"""

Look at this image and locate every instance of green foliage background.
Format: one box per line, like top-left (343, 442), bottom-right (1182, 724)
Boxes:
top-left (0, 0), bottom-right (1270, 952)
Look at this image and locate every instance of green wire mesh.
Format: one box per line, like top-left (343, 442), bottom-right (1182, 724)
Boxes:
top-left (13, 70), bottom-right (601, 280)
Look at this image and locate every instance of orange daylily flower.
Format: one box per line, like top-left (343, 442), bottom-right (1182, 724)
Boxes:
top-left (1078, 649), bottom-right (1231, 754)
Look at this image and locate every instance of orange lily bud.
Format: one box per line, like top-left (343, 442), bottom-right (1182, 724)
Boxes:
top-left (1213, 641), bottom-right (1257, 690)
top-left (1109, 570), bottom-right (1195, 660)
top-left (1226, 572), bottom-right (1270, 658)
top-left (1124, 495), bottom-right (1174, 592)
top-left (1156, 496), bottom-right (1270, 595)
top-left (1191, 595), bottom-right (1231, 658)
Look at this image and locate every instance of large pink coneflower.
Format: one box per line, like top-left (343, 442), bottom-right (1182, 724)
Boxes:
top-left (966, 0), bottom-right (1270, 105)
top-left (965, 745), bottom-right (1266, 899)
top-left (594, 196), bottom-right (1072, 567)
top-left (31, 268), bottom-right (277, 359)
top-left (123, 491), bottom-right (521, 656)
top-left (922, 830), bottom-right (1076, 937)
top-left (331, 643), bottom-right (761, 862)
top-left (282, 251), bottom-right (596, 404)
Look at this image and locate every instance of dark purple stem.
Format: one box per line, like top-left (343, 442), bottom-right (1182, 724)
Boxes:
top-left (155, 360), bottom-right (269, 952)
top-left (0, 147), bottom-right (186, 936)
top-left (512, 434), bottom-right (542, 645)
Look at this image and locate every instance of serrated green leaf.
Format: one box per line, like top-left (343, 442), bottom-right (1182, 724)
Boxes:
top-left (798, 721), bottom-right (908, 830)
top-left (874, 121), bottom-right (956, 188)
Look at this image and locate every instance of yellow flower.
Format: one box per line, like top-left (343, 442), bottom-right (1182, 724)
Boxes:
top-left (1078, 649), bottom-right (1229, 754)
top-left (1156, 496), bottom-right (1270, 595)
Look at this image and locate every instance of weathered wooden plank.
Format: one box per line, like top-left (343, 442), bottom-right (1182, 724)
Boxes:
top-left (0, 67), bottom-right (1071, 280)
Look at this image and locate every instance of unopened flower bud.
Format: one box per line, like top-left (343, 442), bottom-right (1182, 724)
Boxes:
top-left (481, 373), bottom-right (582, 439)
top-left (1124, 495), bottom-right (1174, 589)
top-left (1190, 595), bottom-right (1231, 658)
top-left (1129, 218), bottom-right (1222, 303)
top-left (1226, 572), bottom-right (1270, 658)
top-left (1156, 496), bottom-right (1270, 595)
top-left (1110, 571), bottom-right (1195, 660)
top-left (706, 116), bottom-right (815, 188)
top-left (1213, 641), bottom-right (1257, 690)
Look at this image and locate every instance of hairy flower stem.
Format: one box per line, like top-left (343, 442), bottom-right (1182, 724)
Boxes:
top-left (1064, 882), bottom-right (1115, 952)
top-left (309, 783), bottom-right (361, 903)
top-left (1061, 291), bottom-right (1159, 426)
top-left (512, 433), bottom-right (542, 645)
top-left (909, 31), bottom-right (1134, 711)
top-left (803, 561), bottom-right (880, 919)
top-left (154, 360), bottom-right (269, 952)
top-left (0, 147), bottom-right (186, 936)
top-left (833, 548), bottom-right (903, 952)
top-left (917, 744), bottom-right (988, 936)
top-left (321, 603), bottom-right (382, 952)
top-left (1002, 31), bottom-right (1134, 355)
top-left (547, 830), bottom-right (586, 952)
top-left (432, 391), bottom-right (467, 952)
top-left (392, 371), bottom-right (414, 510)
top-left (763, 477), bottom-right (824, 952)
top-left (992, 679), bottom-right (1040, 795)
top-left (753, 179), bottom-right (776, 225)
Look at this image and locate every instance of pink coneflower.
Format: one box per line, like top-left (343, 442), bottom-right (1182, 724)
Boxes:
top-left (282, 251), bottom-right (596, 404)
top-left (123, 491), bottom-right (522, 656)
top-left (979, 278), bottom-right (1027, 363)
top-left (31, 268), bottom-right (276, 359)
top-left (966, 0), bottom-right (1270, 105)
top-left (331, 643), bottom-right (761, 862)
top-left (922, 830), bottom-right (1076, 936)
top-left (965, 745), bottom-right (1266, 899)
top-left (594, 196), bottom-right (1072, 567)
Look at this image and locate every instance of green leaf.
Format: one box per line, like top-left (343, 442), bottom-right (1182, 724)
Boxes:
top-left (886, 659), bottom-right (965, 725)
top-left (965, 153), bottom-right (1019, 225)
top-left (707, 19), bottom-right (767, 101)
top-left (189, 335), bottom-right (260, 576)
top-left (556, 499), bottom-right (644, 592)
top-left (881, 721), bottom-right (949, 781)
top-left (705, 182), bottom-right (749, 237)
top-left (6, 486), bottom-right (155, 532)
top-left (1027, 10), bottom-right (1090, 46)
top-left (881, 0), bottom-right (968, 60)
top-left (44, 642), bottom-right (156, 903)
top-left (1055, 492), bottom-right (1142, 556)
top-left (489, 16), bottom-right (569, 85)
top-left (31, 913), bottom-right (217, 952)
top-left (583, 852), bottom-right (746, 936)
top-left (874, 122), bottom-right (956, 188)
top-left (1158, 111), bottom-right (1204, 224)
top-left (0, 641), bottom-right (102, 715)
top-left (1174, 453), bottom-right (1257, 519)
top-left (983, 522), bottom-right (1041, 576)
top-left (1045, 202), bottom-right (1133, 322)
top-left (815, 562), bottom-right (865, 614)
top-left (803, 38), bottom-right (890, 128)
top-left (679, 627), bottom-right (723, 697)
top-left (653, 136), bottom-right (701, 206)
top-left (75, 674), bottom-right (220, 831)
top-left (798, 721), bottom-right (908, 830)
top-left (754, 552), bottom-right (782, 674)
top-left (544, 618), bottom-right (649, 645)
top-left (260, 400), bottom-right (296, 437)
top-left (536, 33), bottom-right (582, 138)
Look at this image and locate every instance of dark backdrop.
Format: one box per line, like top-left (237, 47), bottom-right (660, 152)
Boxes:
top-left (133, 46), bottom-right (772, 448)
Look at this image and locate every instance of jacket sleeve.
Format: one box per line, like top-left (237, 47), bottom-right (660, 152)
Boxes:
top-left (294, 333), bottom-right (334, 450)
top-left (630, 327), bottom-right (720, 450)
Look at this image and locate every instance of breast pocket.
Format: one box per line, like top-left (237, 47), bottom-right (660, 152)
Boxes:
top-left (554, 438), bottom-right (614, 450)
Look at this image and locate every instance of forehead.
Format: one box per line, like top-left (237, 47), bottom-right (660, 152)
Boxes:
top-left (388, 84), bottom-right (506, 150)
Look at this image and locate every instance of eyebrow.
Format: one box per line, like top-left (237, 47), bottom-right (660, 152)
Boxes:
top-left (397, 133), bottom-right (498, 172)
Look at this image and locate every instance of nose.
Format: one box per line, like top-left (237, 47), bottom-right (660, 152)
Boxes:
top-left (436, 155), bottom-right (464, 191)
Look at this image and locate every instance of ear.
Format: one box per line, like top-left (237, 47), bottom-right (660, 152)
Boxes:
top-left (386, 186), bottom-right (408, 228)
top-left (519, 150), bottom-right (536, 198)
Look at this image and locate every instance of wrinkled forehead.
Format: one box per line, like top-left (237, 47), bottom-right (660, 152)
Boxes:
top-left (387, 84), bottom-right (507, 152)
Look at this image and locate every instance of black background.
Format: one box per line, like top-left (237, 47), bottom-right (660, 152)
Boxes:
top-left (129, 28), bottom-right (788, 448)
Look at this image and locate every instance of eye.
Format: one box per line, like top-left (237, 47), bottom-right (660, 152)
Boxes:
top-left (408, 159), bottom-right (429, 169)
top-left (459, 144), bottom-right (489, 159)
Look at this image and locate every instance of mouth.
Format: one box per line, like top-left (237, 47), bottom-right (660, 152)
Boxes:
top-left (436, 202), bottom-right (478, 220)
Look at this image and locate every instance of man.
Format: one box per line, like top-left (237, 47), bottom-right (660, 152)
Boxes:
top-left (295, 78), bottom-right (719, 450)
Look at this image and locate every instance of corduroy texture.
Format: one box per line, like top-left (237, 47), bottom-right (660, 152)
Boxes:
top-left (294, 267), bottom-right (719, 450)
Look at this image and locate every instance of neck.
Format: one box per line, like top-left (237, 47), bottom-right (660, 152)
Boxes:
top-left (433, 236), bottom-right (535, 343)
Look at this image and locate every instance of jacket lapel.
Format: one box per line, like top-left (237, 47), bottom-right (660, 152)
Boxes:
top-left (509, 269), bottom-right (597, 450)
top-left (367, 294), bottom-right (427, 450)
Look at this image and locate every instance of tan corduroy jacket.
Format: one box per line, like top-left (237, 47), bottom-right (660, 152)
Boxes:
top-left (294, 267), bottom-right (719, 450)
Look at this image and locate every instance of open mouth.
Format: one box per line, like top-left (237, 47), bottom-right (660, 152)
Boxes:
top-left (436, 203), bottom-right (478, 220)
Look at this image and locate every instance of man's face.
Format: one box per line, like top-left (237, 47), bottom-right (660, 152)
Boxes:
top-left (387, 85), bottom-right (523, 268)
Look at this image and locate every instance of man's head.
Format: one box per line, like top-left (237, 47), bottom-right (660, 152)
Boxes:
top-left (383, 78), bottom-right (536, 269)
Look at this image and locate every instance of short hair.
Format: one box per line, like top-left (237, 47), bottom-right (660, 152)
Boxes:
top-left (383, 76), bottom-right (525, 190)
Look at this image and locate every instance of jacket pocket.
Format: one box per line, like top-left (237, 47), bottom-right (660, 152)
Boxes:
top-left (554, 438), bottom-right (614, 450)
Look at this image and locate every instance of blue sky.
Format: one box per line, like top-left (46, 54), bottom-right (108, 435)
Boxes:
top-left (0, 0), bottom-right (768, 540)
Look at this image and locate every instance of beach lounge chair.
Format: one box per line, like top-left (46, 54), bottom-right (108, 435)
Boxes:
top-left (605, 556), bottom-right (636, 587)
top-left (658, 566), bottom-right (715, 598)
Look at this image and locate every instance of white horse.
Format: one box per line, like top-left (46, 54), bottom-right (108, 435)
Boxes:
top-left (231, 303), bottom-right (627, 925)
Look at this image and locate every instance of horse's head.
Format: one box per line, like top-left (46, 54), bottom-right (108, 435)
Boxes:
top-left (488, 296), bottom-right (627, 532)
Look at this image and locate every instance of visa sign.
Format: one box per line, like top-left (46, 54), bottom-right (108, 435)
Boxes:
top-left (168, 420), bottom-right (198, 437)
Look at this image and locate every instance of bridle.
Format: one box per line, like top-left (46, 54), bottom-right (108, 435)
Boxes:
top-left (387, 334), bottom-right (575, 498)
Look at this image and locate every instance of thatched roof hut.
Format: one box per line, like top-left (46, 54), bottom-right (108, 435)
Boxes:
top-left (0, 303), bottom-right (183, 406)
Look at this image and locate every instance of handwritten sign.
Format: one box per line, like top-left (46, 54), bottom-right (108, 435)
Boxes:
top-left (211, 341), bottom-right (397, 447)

"""

Turn the listing into a numbered list, starting at its first line and ending at the line containing "top-left (0, 0), bottom-right (1270, 952)". Leave out blank lines.

§ Task answer
1. Look at this image and locate every instance of green foliage background.
2. Format: one box per line, like top-left (343, 442), bottom-right (1182, 724)
3. Boxes:
4. top-left (0, 0), bottom-right (1270, 952)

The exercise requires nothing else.